REQUIREMENT
In the entries below, find the line containing "Practice: put a marker on each instance of the wooden post". Copy it and all lines after it, exactly, through the end.
╭─ WORKING DATA
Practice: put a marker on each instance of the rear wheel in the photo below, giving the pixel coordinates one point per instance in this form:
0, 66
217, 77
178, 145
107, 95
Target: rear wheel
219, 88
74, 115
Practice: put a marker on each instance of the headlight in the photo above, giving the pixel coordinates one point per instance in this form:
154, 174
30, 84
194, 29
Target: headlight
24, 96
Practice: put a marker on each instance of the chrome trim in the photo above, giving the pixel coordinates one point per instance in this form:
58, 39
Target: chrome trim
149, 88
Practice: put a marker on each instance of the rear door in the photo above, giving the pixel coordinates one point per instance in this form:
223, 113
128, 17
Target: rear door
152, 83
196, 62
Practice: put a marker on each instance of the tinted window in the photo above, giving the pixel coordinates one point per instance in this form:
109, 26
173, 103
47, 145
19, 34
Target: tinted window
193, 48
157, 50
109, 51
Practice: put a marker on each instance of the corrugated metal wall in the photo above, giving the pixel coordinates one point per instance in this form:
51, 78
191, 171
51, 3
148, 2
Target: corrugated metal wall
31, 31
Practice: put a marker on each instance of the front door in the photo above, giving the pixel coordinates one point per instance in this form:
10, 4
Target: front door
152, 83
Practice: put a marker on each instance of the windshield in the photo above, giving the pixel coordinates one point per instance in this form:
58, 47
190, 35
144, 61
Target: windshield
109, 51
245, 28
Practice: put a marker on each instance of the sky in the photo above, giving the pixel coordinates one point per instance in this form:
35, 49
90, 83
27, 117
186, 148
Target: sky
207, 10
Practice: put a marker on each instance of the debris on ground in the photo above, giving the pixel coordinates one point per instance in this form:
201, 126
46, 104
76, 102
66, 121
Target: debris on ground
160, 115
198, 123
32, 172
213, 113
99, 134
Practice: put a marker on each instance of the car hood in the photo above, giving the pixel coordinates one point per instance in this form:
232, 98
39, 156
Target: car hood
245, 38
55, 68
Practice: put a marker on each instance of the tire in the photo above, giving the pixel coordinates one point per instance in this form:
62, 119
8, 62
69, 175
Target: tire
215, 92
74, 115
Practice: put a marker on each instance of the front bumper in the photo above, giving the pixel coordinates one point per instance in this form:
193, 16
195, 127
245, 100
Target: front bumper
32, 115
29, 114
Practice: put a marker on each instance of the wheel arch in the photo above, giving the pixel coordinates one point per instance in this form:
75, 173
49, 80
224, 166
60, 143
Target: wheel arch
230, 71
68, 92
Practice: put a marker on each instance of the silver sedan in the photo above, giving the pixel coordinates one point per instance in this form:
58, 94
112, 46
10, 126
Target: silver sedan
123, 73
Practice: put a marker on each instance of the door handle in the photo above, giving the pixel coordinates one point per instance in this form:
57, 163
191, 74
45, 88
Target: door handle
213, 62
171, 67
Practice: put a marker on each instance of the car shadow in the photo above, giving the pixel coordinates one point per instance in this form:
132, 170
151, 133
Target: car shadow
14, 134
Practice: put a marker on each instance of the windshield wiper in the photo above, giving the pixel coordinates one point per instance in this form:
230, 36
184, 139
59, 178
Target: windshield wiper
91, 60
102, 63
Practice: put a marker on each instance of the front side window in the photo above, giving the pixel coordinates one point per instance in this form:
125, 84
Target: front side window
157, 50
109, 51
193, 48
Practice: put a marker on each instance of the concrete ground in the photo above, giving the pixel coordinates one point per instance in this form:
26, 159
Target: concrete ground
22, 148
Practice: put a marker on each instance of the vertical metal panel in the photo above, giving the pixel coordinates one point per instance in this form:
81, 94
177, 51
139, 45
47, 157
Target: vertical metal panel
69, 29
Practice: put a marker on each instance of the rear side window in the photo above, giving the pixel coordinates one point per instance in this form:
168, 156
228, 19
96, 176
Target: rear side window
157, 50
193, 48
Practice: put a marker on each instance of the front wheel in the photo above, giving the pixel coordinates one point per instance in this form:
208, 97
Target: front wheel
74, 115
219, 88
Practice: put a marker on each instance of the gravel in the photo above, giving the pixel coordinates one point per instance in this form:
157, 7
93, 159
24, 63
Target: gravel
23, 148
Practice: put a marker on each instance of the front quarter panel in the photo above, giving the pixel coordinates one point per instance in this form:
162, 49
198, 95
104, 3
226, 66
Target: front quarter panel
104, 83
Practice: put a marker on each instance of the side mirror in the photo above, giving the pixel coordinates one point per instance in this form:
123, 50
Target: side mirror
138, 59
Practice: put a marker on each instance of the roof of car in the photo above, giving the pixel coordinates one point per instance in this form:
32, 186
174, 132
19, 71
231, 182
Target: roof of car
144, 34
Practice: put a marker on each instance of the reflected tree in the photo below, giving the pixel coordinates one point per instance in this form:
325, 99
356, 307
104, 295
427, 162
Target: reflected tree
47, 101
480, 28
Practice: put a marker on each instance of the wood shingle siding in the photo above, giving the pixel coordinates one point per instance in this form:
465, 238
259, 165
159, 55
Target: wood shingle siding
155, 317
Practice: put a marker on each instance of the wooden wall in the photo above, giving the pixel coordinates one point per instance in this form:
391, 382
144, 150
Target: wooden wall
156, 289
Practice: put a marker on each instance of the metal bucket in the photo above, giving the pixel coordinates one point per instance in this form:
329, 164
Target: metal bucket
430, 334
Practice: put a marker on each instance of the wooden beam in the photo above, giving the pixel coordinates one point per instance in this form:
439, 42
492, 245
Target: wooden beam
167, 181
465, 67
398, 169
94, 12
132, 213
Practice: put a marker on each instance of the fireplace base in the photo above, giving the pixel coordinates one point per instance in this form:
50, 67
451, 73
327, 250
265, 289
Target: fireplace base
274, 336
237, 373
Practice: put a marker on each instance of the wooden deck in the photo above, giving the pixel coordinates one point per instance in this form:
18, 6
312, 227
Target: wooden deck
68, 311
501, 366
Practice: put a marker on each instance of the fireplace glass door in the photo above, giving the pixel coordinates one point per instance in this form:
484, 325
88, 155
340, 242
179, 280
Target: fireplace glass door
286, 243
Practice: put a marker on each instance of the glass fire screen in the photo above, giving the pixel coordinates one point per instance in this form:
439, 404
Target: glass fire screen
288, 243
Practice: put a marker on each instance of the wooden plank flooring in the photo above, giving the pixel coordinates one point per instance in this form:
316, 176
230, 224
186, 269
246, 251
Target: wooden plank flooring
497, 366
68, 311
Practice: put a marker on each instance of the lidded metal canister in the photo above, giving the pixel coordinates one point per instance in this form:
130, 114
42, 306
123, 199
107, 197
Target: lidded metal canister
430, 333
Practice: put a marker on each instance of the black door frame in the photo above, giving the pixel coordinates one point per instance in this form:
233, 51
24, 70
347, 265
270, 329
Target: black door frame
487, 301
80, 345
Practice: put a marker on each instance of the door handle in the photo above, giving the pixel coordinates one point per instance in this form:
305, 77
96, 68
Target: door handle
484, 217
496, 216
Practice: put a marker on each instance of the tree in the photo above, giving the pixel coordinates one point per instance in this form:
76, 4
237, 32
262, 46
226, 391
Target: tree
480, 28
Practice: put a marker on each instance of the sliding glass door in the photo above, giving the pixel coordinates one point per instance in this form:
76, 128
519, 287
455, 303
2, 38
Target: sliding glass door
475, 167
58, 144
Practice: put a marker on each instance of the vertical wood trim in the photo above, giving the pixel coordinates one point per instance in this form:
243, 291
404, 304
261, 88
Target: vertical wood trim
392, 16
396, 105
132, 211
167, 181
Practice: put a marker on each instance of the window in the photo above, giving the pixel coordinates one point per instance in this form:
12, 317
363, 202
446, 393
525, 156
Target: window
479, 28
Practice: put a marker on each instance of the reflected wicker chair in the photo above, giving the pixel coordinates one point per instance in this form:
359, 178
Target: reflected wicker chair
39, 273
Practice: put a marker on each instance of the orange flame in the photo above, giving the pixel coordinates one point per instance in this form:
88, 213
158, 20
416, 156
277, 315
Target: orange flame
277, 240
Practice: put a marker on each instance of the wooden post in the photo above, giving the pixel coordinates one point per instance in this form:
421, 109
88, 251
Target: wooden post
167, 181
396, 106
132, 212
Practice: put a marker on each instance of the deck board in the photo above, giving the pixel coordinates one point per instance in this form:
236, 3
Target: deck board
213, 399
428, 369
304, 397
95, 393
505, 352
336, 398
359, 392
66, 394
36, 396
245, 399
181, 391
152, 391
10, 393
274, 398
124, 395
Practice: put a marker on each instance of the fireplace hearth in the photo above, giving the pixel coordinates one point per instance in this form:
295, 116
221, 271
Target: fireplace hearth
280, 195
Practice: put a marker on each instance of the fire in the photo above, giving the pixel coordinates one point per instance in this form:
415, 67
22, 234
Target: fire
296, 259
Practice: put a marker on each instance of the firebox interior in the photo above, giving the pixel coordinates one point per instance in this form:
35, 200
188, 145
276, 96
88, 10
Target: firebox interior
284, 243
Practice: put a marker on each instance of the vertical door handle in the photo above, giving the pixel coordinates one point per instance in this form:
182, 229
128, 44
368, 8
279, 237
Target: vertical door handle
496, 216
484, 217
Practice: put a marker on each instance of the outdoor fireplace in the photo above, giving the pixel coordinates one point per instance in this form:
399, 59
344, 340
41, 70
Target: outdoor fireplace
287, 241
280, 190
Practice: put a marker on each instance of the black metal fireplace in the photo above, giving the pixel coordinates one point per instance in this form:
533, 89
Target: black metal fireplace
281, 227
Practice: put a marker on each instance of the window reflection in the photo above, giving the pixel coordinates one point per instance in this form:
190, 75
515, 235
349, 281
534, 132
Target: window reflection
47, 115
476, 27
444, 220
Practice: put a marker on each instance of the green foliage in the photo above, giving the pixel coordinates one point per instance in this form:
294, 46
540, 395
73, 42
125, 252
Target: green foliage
╰─
RESULT OF THE TASK
Practice: put a marker on each instance of the wooden post in the photo above, giving the pixel coordinates one point per instance in this form:
421, 109
88, 251
Target: wooden post
167, 181
396, 106
132, 212
Practice: put a marker on each instance of the deck board in the photo above, giving the pixel coordinates one point per instance in this form:
236, 3
Target: deck board
213, 399
428, 369
304, 397
95, 393
505, 352
336, 398
359, 392
66, 394
36, 396
245, 399
181, 391
152, 391
10, 393
274, 398
124, 395
Practice: put a marker on each instance of the fireplace hearth in the photo above, giving the pixel coordinates one point per instance in this form:
295, 116
221, 271
Target: fireplace hearth
280, 195
Practice: put a marker on each instance of the fire in the photo above, giving the pixel coordinates one point per instance in this form:
415, 67
22, 234
Target: fire
296, 259
Practice: put a marker on each instance of the firebox interior in the photo above, giving the pixel coordinates one point per instance in this form:
35, 200
188, 145
276, 96
88, 10
Target: firebox interior
284, 243
Practice: put a marker on each instance of the vertical door handle in the photo above, giving the pixel coordinates one point per instance in this form:
182, 229
128, 44
368, 8
279, 237
Target: vertical door handle
496, 216
484, 217
Practice: put a marker on each instance of the outdoor fireplace in the photo above, giving the pixel coordinates one point per instance in this form:
399, 59
344, 340
41, 70
Target: outdoor fireplace
287, 241
280, 190
Practice: put a marker on each instance of the black metal fireplace in the photo above, giving the pixel coordinates one point per instance in this form:
533, 89
Target: black metal fireplace
281, 227
Practice: put a marker on each instance of the window reflection in the photo above, giving the pixel coordinates one point per instance in this form:
190, 75
515, 235
349, 281
534, 132
Target: window reflection
47, 115
476, 27
444, 220
Practice: put a marker on each instance of the green foliage in the photo above, giving the pixel coordinates one point per instance in this form:
294, 46
540, 395
73, 42
125, 252
Target: green foliage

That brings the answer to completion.